(TEXTO PROPORCIONADO)
· · · · · · ·

16 de septiembre de 2011

La resistencia y la fuerza de un pueblo: cuatro semblanzas llenas de valor, arrojo y carácter.



Cuando la antigua Roma había culminado todas sus instituciones políticas y militares, hacía ya doscientos cincuenta años que la República romana había comenzado su andadura imparable. Fue este sistema político romano, apoyado en un Senado poderoso, el que propiciara el auge imperial que llegaría luego a conquistar todo el mundo conocido. Durante el decisivo siglo III a.C., dos estados mediterráneos estarían condenados a enfrentarse para detentar la hegemonía mundial de aquel Occidente. Uno era Roma y Cartago el otro. Pero antes de eso debemos ir hacia atrás para conocer parte de esa historia conflictiva. Los fenicios fueron uno de los pueblos civilizados más antiguos del mundo, en su expansión hacia el occidente mediterráneo, consiguieron asentarse en un maravilloso enclave geográfico de la costa norteafricana. Y en ese lugar -la actual Túnez- fundaron la ciudad de Cartago. Pronto acabarían estableciendo formas políticas cuasi democráticas en ese enclave mediterráneo, pero, sin embargo, formas muy militarizadas con estrategias de conquistas que les obligaron a ir mucho más allá de sus fronteras . Y la mejor perla geográfica entonces por conquistar fue la cercana península Ibérica. Situada en el poniente mediterráneo y llena de riquezas naturales, fue la primera gran conquista que hiciera Cartago. La Ispania cartaginesa terminaría siendo el campo de batalla donde los dos titanes de la antigüedad, Roma y Cartago, acabarían luchando hasta la muerte. Pero, donde los romanos terminarían, luego de algunas batallas humillantes, ganando finalmente toda la guerra.

· · · · · · ·

(MUESTRA DE DATOS)
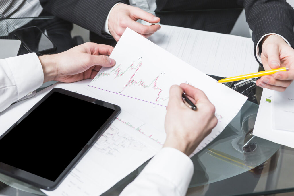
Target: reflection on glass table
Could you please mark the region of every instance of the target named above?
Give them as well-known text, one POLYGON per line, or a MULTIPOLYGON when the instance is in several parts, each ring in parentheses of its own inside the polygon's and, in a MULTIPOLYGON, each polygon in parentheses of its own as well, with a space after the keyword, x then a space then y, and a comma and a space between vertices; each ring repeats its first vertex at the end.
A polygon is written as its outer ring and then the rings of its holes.
MULTIPOLYGON (((187 195, 259 195, 294 191, 285 175, 285 170, 292 170, 291 164, 283 161, 294 159, 293 149, 259 138, 250 152, 234 148, 234 141, 241 143, 247 139, 244 136, 253 128, 258 109, 258 105, 247 101, 223 132, 191 158, 194 171, 187 195)), ((102 195, 118 195, 148 162, 102 195)), ((0 181, 11 189, 11 194, 7 195, 16 195, 12 193, 16 190, 21 190, 18 195, 44 195, 38 189, 4 175, 0 175, 0 181)), ((0 194, 4 193, 1 189, 0 194)))
MULTIPOLYGON (((43 16, 46 14, 42 13, 37 17, 0 19, 0 28, 25 24, 16 29, 9 28, 5 35, 0 34, 0 39, 21 41, 18 55, 32 52, 38 55, 59 53, 78 45, 71 37, 72 23, 54 16, 43 16), (12 30, 14 31, 10 32, 12 30)), ((79 44, 83 42, 82 40, 79 44)))

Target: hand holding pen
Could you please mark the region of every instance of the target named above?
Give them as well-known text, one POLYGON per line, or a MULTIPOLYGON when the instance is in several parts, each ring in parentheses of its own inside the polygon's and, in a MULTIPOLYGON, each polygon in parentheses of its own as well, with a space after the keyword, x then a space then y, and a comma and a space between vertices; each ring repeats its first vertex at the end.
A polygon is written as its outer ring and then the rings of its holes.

· · · · · · ·

Reproduce íntegro y sin ningún cambio el texto sobre Roma y Cartago, desde la fecha inicial hasta la última frase.

16 de septiembre de 2011

La resistencia y la fuerza de un pueblo: cuatro semblanzas llenas de valor, arrojo y carácter.



Cuando la antigua Roma había culminado todas sus instituciones políticas y militares, hacía ya doscientos cincuenta años que la República romana había comenzado su andadura imparable. Fue este sistema político romano, apoyado en un Senado poderoso, el que propiciara el auge imperial que llegaría luego a conquistar todo el mundo conocido. Durante el decisivo siglo III a.C., dos estados mediterráneos estarían condenados a enfrentarse para detentar la hegemonía mundial de aquel Occidente. Uno era Roma y Cartago el otro. Pero antes de eso debemos ir hacia atrás para conocer parte de esa historia conflictiva. Los fenicios fueron uno de los pueblos civilizados más antiguos del mundo, en su expansión hacia el occidente mediterráneo, consiguieron asentarse en un maravilloso enclave geográfico de la costa norteafricana. Y en ese lugar -la actual Túnez- fundaron la ciudad de Cartago. Pronto acabarían estableciendo formas políticas cuasi democráticas en ese enclave mediterráneo, pero, sin embargo, formas muy militarizadas con estrategias de conquistas que les obligaron a ir mucho más allá de sus fronteras . Y la mejor perla geográfica entonces por conquistar fue la cercana península Ibérica. Situada en el poniente mediterráneo y llena de riquezas naturales, fue la primera gran conquista que hiciera Cartago. La Ispania cartaginesa terminaría siendo el campo de batalla donde los dos titanes de la antigüedad, Roma y Cartago, acabarían luchando hasta la muerte. Pero, donde los romanos terminarían, luego de algunas batallas humillantes, ganando finalmente toda la guerra.